▶ _Texto de estudo_:

◇ ◇ ◇ ◇

Ler um livro escrito no século XIX é uma experiência parecida com viver – começa devagar.
Durante algum tempo, somos apenas apresentados, de maneira detalhada, aos personagens, aos lugares, a todo o meio-ambiente que servirá de pano de fundo para a história. Tudo parece feito como se os escritores tivessem todo o tempo do mundo (e tinham mesmo). Por isto, para mergulhar nesse universo literário, devemos ser generosos e nos deixar transportar para lá sem pressa, para esse novo tempo e espaço em que cenários e personagens são tecidos como uma tapeçaria de pontos finíssimos.
Mas não tenha dúvida: de repente, quando menos esperamos, descobrimos que já não somos nós mesmos, que já não estamos no século XXI, que agora de fato fazemos parte daquele mundo – tão diverso do nosso – e sentimos em toda intensidade os dramas e alegrias dos personagens que o compõem.
E, quando isso acontece, dá-se a sensação rara que só os grandes livros trazem: a vontade danada de chegar em casa porque o livro nos espera; a impossibilidade de parar de ler, embora haja sempre algum compromisso nos esperando ou alguém gritando que o jantar está na mesa; aquela avareza de que somos acometidos para que o livro não acabe tão cedo, economizando na leitura, lendo o mais devagar possível para retardar ao máximo a chegada do fim; e, quando não tem mais jeito e o livro acaba mesmo, aquela sensação de vazio, de estar desacompanhado. Aquela sensação de saudade.

◇ ◇ ◇ ◇

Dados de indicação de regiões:
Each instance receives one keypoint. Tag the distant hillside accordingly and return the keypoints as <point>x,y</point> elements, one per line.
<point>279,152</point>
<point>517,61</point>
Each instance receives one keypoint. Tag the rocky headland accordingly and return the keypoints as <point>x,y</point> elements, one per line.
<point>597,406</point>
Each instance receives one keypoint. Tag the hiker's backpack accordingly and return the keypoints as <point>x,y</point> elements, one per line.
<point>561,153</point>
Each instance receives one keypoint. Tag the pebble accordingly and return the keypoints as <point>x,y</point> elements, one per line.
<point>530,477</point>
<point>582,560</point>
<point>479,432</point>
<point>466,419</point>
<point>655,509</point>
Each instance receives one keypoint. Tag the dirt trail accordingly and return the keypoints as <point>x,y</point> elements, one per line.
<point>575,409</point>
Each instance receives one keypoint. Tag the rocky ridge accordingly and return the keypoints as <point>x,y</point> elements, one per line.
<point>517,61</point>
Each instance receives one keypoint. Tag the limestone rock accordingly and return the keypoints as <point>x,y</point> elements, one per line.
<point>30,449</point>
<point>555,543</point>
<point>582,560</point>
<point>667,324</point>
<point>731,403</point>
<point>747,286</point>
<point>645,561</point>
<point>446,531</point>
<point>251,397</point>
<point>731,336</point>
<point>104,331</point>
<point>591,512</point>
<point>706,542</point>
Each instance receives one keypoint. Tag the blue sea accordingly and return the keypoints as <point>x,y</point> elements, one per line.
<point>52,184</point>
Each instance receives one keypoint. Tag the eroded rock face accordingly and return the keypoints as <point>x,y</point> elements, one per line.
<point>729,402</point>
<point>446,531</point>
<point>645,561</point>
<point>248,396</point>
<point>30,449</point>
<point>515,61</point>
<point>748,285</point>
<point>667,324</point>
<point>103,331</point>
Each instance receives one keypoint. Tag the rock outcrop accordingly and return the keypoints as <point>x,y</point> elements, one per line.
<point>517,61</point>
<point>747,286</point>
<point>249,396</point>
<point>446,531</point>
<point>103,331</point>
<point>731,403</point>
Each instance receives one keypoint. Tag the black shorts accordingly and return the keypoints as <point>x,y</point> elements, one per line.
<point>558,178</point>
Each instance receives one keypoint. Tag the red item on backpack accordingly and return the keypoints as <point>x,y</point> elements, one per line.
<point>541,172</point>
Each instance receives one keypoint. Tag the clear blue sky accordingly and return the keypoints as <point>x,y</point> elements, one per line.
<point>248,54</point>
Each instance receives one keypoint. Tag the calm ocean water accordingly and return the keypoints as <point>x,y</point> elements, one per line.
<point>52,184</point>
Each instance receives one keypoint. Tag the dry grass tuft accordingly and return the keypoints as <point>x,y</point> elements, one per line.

◇ ◇ ◇ ◇

▶ _Exercícios propostos_:
1 - Copie do texto de estudo o trecho que começa nas palavras "Mas não tenha" e termina depois das palavras "sensação de saudade.".
2 - No texto de estudo, com que experiência se compara a leitura de um livro escrito no século XIX?
3 - Diga se cada afirmação concorda com o texto de estudo: (a) os escritores do século XIX tinham de fato todo o tempo do mundo; (b) o leitor procura ler o mais rápido possível para chegar logo ao fim do livro; (c) quando o livro acaba, fica uma sensação de vazio.
Os registros não têm relação nenhuma com o texto de estudo.

▶ _Respostas por item_:
1 -
Mas não tenha dúvida: de repente, quando menos esperamos, descobrimos que já não somos nós mesmos, que já não estamos no século XXI, que agora de fato fazemos parte daquele mundo – tão diverso do nosso – e sentimos em toda intensidade os dramas e alegrias dos personagens que o compõem.
E, quando isso acontece, dá-se a sensação rara que só os grandes livros trazem: a vontade danada de chegar em casa porque o livro nos espera; a impossibilidade de parar de ler, embora haja sempre algum compromisso nos esperando ou alguém gritando que o jantar está na mesa; aquela avareza de que somos acometidos para que o livro não acabe tão cedo, economizando na leitura, lendo o mais devagar possível para retardar ao máximo a chegada do fim; e, quando não tem mais jeito e o livro acaba mesmo, aquela sensação de vazio, de estar desacompanhado. Aquela sensação de saudade.

2 - Com a experiência de viver, que começa devagar.

3 -
(a) Sim: "Tudo parece feito como se os escritores tivessem todo o tempo do mundo (e tinham mesmo)".
(b) Não: "lendo o mais devagar possível para retardar ao máximo a chegada do fim".
(c) Sim: "aquela sensação de vazio, de estar desacompanhado".